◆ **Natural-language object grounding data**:
+===+

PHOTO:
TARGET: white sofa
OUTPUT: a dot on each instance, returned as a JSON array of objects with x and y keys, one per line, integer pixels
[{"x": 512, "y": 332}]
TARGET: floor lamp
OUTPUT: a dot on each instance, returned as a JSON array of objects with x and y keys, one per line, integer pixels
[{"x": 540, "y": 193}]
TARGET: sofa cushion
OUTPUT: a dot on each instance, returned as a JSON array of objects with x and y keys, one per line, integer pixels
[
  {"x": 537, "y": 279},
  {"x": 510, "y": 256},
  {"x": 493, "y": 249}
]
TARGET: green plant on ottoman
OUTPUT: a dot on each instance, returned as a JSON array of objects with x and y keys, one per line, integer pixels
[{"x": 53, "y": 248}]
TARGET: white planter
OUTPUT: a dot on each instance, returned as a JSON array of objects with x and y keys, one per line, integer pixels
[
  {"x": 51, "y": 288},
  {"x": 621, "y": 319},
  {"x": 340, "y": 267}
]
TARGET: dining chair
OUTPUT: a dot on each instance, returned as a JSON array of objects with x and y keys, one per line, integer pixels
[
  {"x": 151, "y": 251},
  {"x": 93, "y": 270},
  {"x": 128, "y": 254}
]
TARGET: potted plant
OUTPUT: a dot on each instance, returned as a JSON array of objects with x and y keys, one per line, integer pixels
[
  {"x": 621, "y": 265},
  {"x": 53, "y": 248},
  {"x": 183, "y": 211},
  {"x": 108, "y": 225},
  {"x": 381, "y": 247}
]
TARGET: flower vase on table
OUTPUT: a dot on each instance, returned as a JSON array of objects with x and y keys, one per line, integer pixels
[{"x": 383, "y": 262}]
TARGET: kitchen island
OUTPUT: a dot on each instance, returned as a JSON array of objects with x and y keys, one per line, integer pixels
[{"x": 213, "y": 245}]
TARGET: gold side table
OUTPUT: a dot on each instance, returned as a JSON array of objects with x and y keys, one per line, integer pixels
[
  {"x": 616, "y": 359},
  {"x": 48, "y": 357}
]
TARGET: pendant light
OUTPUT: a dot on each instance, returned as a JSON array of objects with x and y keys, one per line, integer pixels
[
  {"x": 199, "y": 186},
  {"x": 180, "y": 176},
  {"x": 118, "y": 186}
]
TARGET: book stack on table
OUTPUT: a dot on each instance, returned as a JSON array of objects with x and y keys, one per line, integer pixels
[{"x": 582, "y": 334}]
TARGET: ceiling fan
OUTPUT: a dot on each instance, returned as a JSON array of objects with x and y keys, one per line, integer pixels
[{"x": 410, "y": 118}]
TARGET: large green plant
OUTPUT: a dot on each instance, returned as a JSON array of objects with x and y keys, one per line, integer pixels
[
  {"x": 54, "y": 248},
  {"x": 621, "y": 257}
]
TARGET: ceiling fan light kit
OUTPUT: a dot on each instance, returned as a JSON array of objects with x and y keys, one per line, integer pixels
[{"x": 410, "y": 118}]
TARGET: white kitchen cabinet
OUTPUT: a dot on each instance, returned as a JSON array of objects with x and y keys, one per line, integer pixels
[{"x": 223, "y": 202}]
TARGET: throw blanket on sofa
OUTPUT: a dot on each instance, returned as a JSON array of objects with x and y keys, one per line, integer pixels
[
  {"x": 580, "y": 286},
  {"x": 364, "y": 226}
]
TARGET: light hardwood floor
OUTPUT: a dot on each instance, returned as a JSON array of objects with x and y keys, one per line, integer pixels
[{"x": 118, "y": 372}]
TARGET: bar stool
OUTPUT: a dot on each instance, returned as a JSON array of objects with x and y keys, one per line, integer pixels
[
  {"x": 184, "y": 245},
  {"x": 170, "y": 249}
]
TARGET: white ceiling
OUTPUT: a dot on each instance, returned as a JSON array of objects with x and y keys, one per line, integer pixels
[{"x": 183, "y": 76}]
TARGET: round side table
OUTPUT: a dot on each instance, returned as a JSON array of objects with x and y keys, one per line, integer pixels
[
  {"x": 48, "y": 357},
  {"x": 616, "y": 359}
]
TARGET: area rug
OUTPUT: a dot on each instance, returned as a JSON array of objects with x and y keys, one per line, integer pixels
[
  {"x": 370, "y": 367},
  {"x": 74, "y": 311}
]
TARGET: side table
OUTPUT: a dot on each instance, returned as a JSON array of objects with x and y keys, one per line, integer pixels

+===+

◆ **What the task asks**: Exact duplication is required for the lines above, from the line that contains "TARGET: flower vase on table" to the line that contains "TARGET: pendant light", inclusive; omit all others.

◆ **Answer box**:
TARGET: flower vase on table
OUTPUT: a dot on each instance, returned as a JSON array of objects with x and y keys, one per line, integer pixels
[{"x": 383, "y": 262}]
TARGET: kitchen island
OUTPUT: a dot on each instance, returned as a JSON array of objects with x and y keys, one per line, integer pixels
[{"x": 213, "y": 245}]
TARGET: gold side table
OUTPUT: a dot on each instance, returned as a JSON array of objects with x and y keys, one per line, integer pixels
[
  {"x": 616, "y": 359},
  {"x": 48, "y": 357}
]
TARGET: pendant light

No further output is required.